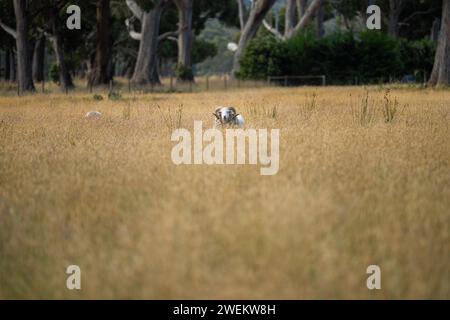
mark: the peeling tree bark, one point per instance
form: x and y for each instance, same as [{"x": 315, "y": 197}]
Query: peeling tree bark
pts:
[
  {"x": 146, "y": 68},
  {"x": 101, "y": 70},
  {"x": 302, "y": 5},
  {"x": 242, "y": 13},
  {"x": 65, "y": 79},
  {"x": 395, "y": 9},
  {"x": 320, "y": 31},
  {"x": 24, "y": 71},
  {"x": 440, "y": 75},
  {"x": 12, "y": 66},
  {"x": 307, "y": 16},
  {"x": 185, "y": 38},
  {"x": 38, "y": 59},
  {"x": 289, "y": 22},
  {"x": 257, "y": 14}
]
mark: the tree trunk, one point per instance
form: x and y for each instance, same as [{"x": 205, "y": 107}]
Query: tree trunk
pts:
[
  {"x": 302, "y": 5},
  {"x": 6, "y": 64},
  {"x": 12, "y": 66},
  {"x": 440, "y": 75},
  {"x": 320, "y": 31},
  {"x": 144, "y": 71},
  {"x": 289, "y": 22},
  {"x": 435, "y": 30},
  {"x": 185, "y": 39},
  {"x": 257, "y": 14},
  {"x": 307, "y": 16},
  {"x": 38, "y": 59},
  {"x": 101, "y": 71},
  {"x": 25, "y": 75},
  {"x": 395, "y": 9},
  {"x": 65, "y": 80},
  {"x": 242, "y": 14}
]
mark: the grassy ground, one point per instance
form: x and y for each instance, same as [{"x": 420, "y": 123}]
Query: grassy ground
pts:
[{"x": 363, "y": 180}]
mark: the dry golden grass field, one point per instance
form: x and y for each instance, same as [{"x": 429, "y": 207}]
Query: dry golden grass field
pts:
[{"x": 357, "y": 186}]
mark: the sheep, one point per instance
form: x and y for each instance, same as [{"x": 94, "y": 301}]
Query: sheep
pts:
[
  {"x": 227, "y": 116},
  {"x": 93, "y": 115}
]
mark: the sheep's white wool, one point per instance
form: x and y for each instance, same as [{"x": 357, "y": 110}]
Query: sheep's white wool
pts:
[
  {"x": 227, "y": 116},
  {"x": 93, "y": 115}
]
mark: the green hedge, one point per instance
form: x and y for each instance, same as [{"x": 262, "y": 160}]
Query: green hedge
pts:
[{"x": 368, "y": 57}]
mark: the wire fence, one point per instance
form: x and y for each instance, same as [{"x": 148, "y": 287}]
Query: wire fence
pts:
[{"x": 201, "y": 84}]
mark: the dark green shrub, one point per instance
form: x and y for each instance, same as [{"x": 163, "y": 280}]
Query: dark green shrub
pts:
[
  {"x": 380, "y": 57},
  {"x": 262, "y": 58},
  {"x": 368, "y": 57},
  {"x": 418, "y": 57}
]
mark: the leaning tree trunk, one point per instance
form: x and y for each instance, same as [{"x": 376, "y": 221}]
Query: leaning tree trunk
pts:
[
  {"x": 302, "y": 5},
  {"x": 24, "y": 71},
  {"x": 6, "y": 63},
  {"x": 254, "y": 21},
  {"x": 38, "y": 59},
  {"x": 101, "y": 71},
  {"x": 65, "y": 80},
  {"x": 395, "y": 9},
  {"x": 289, "y": 19},
  {"x": 320, "y": 30},
  {"x": 440, "y": 75},
  {"x": 144, "y": 71},
  {"x": 185, "y": 39},
  {"x": 12, "y": 66}
]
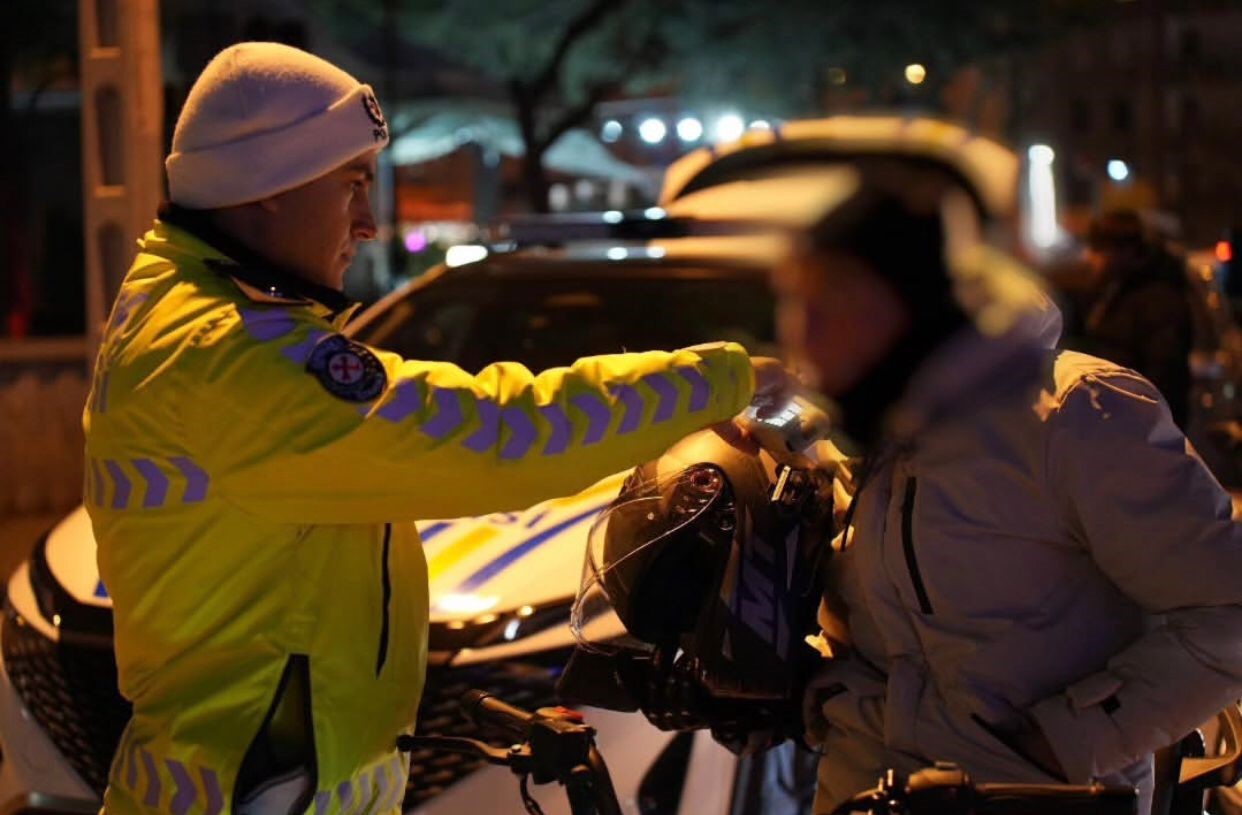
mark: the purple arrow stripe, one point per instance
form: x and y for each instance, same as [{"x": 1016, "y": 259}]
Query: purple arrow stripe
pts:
[
  {"x": 195, "y": 480},
  {"x": 157, "y": 482},
  {"x": 153, "y": 785},
  {"x": 699, "y": 388},
  {"x": 185, "y": 790},
  {"x": 562, "y": 430},
  {"x": 119, "y": 483},
  {"x": 96, "y": 482},
  {"x": 598, "y": 415},
  {"x": 448, "y": 418},
  {"x": 211, "y": 788},
  {"x": 406, "y": 400},
  {"x": 522, "y": 434},
  {"x": 632, "y": 401},
  {"x": 489, "y": 426},
  {"x": 301, "y": 353},
  {"x": 266, "y": 326},
  {"x": 345, "y": 793},
  {"x": 667, "y": 394},
  {"x": 101, "y": 400}
]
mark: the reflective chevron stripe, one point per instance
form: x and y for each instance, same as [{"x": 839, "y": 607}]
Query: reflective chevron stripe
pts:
[
  {"x": 157, "y": 482},
  {"x": 153, "y": 784},
  {"x": 666, "y": 391},
  {"x": 634, "y": 405},
  {"x": 121, "y": 483},
  {"x": 108, "y": 476},
  {"x": 598, "y": 416},
  {"x": 185, "y": 792}
]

Exercise:
Retype the listing from the line containing "mark: the reflective" down through its last line, copying every character without change.

Complete response:
mark: the reflective chevron stripe, one point per instance
form: x and y for each instance, same as [{"x": 839, "y": 607}]
Query: reflective chevron stripe
pts:
[
  {"x": 157, "y": 482},
  {"x": 153, "y": 784},
  {"x": 666, "y": 391},
  {"x": 634, "y": 405},
  {"x": 121, "y": 483},
  {"x": 108, "y": 476},
  {"x": 598, "y": 416},
  {"x": 185, "y": 792}
]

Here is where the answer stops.